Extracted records
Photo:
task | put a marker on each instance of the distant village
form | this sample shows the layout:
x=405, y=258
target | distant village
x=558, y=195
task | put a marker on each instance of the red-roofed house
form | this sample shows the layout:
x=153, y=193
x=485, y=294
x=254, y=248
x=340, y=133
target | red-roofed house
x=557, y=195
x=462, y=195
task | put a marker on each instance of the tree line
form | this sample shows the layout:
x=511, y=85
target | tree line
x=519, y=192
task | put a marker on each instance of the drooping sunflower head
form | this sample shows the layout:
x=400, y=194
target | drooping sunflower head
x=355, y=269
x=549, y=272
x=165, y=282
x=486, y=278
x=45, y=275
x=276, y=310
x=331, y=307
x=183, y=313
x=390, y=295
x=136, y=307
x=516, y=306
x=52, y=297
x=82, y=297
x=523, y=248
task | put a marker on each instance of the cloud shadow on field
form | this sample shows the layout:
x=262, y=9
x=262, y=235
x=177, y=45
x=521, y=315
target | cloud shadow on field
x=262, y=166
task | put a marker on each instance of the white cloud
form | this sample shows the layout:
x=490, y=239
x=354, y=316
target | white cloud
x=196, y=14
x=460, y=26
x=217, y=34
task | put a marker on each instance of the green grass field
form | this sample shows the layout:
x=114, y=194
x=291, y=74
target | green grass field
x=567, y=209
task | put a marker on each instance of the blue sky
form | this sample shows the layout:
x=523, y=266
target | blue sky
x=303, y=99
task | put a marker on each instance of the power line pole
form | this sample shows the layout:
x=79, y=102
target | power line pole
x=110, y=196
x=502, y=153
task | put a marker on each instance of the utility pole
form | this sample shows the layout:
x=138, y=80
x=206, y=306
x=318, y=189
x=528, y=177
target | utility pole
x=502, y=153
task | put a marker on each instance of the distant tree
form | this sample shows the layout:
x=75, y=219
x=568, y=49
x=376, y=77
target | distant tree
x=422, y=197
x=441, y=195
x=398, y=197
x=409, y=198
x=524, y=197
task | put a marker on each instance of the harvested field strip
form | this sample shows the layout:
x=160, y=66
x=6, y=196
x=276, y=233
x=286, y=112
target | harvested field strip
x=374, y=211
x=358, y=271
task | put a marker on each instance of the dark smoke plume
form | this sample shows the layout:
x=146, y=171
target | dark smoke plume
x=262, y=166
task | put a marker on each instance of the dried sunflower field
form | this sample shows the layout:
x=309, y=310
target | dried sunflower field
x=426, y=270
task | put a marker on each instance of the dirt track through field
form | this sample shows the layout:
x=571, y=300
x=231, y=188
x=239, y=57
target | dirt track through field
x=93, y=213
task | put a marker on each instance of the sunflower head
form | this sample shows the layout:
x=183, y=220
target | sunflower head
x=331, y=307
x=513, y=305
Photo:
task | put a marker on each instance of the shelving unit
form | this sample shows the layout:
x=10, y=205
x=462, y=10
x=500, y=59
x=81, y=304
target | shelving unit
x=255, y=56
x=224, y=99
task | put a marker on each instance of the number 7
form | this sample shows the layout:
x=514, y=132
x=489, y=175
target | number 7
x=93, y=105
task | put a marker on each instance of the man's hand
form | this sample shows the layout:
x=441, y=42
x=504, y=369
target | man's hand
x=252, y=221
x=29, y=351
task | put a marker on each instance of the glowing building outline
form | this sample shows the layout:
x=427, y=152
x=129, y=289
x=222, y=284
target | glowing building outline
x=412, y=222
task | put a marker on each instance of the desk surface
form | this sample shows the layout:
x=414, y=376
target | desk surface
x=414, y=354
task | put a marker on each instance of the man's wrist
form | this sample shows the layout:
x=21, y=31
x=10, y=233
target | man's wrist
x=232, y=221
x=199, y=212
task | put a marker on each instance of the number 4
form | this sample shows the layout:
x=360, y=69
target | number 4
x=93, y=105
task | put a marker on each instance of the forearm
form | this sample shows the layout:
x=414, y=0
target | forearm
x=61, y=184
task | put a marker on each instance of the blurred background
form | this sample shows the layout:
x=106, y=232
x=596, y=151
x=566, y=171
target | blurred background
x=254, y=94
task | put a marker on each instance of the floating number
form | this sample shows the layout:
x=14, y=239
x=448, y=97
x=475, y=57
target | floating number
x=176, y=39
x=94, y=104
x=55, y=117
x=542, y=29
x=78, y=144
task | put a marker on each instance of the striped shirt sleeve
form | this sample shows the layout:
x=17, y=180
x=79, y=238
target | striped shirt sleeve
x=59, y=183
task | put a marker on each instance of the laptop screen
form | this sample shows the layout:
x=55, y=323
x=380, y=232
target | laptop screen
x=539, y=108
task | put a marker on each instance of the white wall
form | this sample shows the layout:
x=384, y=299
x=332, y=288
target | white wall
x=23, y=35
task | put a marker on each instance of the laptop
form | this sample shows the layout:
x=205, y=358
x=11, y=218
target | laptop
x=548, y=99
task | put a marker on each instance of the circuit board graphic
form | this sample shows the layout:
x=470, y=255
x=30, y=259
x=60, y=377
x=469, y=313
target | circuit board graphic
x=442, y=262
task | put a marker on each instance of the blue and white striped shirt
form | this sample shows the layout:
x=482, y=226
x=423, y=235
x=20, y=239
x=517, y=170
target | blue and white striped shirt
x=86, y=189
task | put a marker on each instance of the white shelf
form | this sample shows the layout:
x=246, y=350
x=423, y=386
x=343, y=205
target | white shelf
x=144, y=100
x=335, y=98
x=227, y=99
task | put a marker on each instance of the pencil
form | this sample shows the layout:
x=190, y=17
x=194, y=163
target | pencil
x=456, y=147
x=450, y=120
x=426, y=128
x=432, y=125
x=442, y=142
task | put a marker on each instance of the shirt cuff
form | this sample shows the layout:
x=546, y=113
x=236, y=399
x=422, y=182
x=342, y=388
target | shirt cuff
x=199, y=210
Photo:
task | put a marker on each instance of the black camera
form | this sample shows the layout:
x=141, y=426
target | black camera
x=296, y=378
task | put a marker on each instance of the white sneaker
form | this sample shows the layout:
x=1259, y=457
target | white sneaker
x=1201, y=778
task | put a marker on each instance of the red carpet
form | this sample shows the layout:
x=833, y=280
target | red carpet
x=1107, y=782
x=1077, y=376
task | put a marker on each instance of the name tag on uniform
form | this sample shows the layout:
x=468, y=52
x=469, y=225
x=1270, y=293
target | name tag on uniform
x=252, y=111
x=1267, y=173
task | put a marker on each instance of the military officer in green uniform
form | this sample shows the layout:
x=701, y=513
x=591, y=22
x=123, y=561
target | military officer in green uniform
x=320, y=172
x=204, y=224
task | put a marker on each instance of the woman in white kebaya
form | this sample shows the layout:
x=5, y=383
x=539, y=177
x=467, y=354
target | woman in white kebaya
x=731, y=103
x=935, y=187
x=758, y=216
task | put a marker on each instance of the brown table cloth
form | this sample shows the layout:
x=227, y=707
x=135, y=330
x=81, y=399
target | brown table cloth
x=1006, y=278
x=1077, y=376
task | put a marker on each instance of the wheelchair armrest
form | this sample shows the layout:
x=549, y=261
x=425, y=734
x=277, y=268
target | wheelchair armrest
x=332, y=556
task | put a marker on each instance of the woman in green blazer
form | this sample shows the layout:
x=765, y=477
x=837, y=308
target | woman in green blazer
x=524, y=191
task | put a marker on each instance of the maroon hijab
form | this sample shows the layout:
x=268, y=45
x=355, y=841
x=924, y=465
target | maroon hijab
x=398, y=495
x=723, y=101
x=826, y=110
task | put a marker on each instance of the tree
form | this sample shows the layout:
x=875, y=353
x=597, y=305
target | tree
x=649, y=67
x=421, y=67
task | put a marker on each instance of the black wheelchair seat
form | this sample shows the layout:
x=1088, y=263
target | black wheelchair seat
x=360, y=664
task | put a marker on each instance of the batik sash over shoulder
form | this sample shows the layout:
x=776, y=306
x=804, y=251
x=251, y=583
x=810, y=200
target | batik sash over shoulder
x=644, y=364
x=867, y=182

| YOUR TASK |
Quote, without alteration, the final stretch of the entries: the line with "the woman in green blazer" onward to the last line.

| RESULT OF THE TASK |
task | put a marker on each instance of the woman in green blazer
form | this sample shows the layout:
x=765, y=477
x=837, y=308
target | woman in green blazer
x=524, y=191
task | put a marker on each instance of the maroon hijab
form | this sample shows the layout:
x=268, y=45
x=355, y=841
x=924, y=465
target | maroon hijab
x=398, y=495
x=723, y=101
x=826, y=110
task | put a marker on each instance of the tree
form | this sample shows the layout:
x=875, y=353
x=597, y=305
target | tree
x=649, y=67
x=421, y=67
task | put a marker on each instance of the black wheelchair seat
form | this sample shows the layout:
x=1088, y=263
target | black wheelchair seat
x=360, y=664
task | put a marker on each instance of the batik sash over shoulder
form | this sample shows the layout:
x=776, y=306
x=804, y=251
x=251, y=583
x=810, y=200
target | batik sash over shoulder
x=644, y=364
x=867, y=182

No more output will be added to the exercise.